| Aim |
Which lines of the listing below contain the word "player"? Show every such line in full, copied unchanged, and treat uppercase and lowercase as different.

Items listed in a dataset
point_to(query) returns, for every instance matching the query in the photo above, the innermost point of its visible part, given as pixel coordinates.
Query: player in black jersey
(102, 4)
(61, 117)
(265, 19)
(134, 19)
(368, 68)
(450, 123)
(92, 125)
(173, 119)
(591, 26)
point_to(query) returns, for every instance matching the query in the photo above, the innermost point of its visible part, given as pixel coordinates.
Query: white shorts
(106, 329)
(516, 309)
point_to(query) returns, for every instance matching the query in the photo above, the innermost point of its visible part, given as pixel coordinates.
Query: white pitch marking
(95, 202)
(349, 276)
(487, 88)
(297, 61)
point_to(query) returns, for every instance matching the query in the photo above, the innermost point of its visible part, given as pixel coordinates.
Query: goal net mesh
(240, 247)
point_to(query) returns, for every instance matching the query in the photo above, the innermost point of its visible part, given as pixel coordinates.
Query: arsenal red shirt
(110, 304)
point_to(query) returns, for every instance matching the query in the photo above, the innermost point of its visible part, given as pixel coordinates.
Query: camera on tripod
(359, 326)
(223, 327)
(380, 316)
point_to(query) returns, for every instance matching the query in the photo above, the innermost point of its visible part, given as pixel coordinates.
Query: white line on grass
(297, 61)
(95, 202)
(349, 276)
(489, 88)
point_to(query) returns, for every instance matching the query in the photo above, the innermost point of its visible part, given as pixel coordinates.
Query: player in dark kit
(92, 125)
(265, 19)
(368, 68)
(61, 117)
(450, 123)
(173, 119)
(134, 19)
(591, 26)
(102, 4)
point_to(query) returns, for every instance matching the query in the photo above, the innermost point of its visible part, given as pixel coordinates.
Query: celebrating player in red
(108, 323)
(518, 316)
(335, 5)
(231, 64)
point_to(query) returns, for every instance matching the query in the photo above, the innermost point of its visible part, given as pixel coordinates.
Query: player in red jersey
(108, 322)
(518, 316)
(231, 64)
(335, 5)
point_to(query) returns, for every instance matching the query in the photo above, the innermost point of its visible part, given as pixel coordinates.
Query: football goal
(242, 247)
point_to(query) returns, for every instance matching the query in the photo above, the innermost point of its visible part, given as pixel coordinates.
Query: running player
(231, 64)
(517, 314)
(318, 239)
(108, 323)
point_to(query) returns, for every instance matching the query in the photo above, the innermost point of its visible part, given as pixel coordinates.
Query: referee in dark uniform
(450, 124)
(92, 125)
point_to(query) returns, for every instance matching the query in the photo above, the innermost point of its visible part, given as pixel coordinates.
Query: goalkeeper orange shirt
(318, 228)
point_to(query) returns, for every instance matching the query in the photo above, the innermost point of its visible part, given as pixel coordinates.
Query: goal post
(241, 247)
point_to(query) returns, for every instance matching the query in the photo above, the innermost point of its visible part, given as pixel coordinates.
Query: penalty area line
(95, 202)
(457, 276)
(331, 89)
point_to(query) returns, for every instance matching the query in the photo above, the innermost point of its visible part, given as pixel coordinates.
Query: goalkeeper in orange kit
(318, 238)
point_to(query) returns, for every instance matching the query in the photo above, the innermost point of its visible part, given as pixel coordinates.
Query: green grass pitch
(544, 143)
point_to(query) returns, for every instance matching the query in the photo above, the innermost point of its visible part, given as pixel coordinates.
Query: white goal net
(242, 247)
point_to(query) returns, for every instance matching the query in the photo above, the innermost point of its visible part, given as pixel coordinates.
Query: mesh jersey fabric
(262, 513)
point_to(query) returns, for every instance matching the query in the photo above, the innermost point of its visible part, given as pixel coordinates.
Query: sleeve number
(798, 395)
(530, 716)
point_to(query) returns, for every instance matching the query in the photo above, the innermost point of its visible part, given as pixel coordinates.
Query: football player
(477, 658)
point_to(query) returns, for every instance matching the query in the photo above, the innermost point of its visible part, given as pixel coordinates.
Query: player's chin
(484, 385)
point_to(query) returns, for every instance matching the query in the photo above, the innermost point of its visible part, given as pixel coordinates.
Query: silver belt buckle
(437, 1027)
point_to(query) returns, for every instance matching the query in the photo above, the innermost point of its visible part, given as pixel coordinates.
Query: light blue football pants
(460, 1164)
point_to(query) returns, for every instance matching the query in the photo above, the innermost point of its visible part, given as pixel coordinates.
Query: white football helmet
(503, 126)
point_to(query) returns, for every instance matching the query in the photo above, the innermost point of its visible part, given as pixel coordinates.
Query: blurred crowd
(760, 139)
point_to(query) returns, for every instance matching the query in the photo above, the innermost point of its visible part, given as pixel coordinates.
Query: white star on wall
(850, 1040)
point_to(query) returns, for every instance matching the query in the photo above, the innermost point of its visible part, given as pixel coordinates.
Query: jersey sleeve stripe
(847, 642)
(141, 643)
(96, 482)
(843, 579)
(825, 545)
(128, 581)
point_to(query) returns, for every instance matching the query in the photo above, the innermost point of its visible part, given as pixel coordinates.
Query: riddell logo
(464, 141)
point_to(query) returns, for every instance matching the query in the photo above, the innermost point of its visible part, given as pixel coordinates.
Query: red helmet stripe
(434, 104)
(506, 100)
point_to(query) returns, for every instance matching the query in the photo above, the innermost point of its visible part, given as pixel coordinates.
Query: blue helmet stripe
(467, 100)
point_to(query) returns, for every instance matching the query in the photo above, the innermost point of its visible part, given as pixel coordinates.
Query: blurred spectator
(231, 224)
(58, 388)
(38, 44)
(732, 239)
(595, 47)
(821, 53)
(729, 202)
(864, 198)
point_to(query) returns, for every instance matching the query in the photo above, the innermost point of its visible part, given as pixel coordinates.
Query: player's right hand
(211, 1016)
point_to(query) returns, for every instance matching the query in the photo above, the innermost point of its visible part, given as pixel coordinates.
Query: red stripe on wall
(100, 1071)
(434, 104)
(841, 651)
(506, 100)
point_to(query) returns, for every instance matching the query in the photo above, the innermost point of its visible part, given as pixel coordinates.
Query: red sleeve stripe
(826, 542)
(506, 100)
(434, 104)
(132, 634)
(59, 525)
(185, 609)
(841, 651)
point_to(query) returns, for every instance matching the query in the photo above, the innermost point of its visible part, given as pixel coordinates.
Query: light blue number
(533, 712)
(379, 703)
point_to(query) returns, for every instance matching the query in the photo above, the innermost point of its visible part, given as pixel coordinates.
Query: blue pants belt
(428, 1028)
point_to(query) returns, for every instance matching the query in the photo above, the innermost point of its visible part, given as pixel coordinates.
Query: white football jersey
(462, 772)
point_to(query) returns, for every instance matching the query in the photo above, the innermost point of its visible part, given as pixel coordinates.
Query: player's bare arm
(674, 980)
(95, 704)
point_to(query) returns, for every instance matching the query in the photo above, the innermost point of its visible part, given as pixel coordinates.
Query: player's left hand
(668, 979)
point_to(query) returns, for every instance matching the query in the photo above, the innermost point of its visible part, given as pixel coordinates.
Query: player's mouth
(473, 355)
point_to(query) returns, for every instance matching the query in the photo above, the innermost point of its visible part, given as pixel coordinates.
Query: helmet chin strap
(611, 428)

| Exercise response |
Query: player in black jersey
Query: player in dark kit
Query: celebrating player in red
Query: player in red jersey
Query: running player
Query: football player
Query: player's chin
Query: player's right hand
Query: player's bare arm
Query: player's left hand
Query: player's mouth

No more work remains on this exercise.